Challenge
Pull out each line in the entries below that contains the string "location", counting a line only when the letters match in case.

Excerpted data
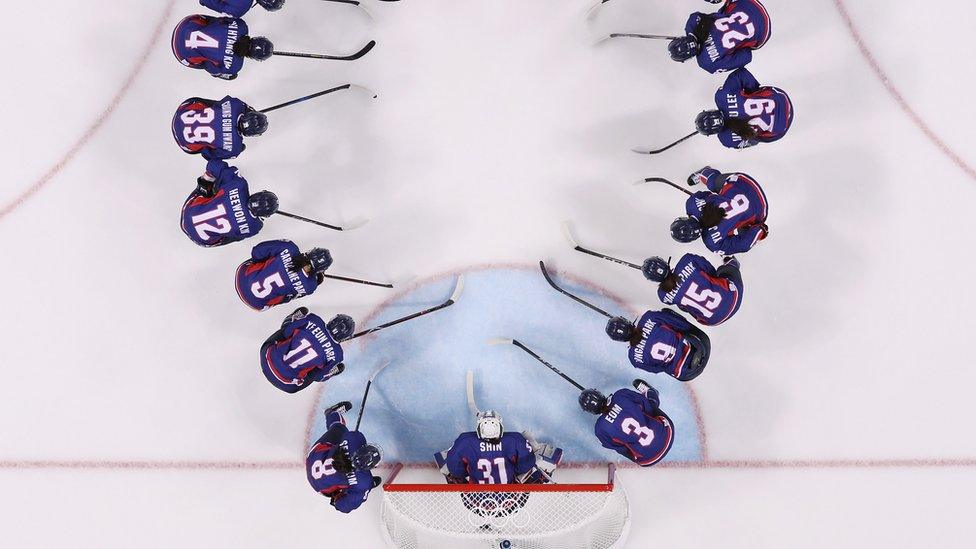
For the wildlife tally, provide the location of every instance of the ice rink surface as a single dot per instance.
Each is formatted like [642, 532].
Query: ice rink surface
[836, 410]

* * *

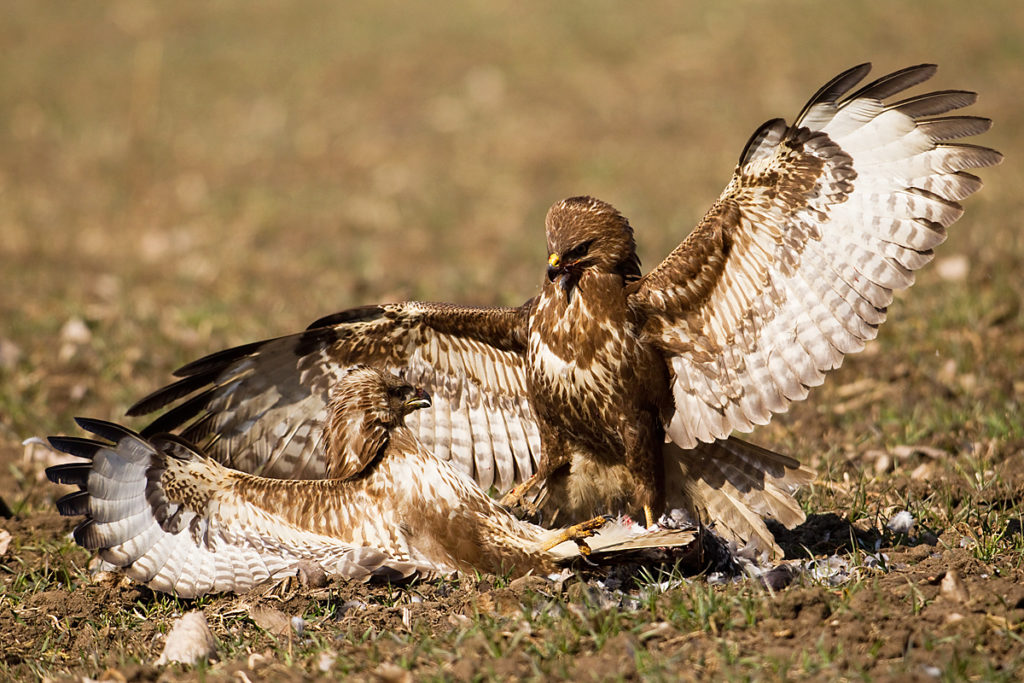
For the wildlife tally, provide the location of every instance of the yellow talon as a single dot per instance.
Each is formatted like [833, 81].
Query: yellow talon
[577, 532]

Solved exercise
For the wildlife tally, provide the location of every instance of the ice rink surface as a single dot per instance.
For the wildlife tally, provide the location of every instance of the yellow talon as a single dot per instance.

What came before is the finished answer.